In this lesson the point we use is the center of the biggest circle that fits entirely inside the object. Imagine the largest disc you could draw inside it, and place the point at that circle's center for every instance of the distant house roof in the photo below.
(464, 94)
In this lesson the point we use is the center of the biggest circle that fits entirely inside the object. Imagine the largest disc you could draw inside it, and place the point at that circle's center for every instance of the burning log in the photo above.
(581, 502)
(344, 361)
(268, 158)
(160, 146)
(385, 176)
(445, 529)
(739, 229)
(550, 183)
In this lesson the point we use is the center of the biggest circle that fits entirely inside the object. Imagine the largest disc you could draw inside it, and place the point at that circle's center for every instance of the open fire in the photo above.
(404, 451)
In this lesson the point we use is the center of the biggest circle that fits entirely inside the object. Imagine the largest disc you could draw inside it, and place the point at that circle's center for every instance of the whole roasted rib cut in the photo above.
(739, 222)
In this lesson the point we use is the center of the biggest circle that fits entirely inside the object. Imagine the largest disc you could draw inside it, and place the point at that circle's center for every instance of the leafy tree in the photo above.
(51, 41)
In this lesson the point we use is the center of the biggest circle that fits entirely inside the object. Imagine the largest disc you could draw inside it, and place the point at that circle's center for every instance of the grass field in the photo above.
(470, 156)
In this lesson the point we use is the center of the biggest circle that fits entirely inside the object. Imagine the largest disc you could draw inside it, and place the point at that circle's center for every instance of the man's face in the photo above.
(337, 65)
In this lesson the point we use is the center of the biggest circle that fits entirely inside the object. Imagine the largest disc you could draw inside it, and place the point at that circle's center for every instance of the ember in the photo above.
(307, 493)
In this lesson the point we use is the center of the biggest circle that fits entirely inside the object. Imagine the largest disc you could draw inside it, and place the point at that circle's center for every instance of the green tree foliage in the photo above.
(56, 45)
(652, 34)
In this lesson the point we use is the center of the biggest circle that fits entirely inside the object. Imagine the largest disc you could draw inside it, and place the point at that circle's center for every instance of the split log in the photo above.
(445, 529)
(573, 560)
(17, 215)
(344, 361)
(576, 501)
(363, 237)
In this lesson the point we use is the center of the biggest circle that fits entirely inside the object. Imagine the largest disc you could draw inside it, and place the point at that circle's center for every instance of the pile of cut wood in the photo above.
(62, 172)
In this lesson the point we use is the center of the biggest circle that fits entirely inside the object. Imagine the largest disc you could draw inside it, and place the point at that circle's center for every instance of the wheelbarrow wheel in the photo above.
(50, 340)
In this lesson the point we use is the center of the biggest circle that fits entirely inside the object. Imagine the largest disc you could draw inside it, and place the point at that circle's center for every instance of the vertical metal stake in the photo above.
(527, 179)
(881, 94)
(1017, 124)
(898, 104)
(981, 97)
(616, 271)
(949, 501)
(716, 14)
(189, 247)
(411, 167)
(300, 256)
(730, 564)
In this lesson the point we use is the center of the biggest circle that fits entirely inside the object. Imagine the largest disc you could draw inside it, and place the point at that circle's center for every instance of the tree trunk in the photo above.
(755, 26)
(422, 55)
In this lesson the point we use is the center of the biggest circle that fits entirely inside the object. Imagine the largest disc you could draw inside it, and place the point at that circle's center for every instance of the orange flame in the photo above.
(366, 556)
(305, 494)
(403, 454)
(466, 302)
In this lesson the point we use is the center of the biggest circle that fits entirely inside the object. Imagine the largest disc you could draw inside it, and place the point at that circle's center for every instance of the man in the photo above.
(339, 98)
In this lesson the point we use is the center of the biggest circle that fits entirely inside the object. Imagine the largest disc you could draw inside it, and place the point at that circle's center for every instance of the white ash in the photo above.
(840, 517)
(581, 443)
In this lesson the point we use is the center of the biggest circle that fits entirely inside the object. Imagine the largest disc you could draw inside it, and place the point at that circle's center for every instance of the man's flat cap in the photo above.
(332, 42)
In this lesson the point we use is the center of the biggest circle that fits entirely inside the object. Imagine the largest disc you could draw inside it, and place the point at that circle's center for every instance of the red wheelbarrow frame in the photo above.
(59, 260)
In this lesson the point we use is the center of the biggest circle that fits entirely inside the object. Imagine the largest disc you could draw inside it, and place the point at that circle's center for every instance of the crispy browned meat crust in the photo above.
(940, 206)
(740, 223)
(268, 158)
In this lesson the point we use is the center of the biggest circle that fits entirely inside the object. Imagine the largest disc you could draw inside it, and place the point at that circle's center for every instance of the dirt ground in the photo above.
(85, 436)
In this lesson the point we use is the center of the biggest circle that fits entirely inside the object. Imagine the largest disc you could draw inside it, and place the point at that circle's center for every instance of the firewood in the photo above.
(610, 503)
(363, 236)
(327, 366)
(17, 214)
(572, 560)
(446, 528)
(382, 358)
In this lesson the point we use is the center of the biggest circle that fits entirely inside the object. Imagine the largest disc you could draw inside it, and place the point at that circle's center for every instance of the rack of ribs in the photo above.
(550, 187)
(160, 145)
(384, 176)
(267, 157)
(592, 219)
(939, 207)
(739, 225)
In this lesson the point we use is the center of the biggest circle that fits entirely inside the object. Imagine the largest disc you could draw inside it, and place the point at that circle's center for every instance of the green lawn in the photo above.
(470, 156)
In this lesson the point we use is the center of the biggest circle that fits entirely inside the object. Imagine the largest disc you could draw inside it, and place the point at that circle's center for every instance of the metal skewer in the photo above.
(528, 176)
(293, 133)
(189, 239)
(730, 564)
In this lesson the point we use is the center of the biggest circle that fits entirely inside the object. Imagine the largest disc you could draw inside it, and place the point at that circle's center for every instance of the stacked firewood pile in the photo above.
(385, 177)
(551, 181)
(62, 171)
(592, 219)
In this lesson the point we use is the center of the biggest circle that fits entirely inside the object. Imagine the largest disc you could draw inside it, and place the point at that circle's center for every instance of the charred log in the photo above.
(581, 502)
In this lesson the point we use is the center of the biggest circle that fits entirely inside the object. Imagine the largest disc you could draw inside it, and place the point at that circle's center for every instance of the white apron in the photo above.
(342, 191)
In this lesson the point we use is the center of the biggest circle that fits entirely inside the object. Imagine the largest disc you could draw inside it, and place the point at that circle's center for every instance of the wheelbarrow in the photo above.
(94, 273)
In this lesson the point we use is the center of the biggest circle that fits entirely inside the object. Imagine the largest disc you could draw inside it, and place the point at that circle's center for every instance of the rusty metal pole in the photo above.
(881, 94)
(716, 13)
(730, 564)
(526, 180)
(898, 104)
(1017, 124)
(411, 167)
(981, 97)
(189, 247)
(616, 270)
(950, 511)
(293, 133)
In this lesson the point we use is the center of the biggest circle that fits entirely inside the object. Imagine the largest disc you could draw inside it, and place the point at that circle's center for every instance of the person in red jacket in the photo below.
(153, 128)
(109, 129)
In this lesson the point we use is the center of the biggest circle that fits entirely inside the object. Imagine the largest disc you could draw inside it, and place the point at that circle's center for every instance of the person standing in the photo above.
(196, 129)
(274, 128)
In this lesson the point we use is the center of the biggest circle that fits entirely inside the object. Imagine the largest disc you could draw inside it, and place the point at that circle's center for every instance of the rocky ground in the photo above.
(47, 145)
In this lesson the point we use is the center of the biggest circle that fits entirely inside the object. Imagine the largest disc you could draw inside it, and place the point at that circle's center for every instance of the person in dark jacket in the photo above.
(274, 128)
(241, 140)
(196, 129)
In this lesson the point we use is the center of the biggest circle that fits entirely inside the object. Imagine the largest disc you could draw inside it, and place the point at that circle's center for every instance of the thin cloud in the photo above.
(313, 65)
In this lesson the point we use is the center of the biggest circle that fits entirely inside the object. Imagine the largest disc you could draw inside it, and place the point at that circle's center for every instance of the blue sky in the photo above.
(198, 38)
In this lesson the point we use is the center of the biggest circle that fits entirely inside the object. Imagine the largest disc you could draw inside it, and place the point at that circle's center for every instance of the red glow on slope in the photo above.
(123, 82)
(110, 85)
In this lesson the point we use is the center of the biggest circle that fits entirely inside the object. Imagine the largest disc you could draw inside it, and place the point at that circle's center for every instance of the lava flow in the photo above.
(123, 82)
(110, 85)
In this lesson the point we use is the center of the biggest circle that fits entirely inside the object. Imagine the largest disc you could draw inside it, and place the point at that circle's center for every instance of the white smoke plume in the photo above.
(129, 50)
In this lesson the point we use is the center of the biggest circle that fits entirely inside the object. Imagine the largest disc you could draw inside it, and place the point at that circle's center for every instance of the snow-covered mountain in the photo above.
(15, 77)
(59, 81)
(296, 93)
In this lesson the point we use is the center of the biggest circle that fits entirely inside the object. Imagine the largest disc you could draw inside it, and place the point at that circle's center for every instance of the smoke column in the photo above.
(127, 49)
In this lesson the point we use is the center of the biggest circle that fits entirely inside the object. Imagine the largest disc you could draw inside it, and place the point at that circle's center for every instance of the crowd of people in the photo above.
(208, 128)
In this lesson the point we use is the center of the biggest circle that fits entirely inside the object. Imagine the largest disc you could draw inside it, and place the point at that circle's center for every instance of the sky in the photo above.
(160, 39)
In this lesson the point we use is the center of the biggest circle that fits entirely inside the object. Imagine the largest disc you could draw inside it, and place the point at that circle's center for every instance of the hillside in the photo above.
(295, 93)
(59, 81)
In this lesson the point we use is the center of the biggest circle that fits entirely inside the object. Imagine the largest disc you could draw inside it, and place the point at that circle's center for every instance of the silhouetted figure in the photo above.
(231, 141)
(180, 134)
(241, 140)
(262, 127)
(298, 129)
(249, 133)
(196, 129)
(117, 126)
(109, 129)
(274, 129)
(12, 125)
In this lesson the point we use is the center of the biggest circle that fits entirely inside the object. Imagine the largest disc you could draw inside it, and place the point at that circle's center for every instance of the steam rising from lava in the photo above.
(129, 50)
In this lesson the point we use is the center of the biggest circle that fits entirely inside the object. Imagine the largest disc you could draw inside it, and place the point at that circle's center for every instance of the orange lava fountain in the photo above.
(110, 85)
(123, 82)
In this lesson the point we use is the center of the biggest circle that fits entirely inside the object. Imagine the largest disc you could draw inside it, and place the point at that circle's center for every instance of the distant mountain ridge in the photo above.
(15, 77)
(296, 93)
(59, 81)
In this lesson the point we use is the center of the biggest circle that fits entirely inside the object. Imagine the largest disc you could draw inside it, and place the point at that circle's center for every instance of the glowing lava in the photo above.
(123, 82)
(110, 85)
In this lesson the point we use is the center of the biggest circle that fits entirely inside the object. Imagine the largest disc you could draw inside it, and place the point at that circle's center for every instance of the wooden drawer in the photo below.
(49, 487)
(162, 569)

......

Copy out verbatim the lines of the material above, starting at the line that contains "ridge in the photo above." and ending at the last line of the material, both included.

■ **TASK OUTPUT**
In this lesson the point we use is the center of the biggest circle that fits entirely inside the object. Imagine the largest disc you could draw inside it, and place the point at that circle's center for every instance of the distant mountain ridge in the photo above.
(15, 77)
(296, 93)
(59, 81)
In this lesson the point we use is the center of the biggest circle that fits entirely inside the object. Imagine the largest disc you could draw inside it, and place the point at that circle's center for every instance of the glowing lava in the photo above.
(123, 82)
(110, 85)
In this lesson the point we use is the center of the biggest circle that fits entirely inside the object. Imagine the largest disc you could draw inside it, and place the point at that circle's center for every instance of the wooden drawer in the photo below.
(49, 487)
(162, 569)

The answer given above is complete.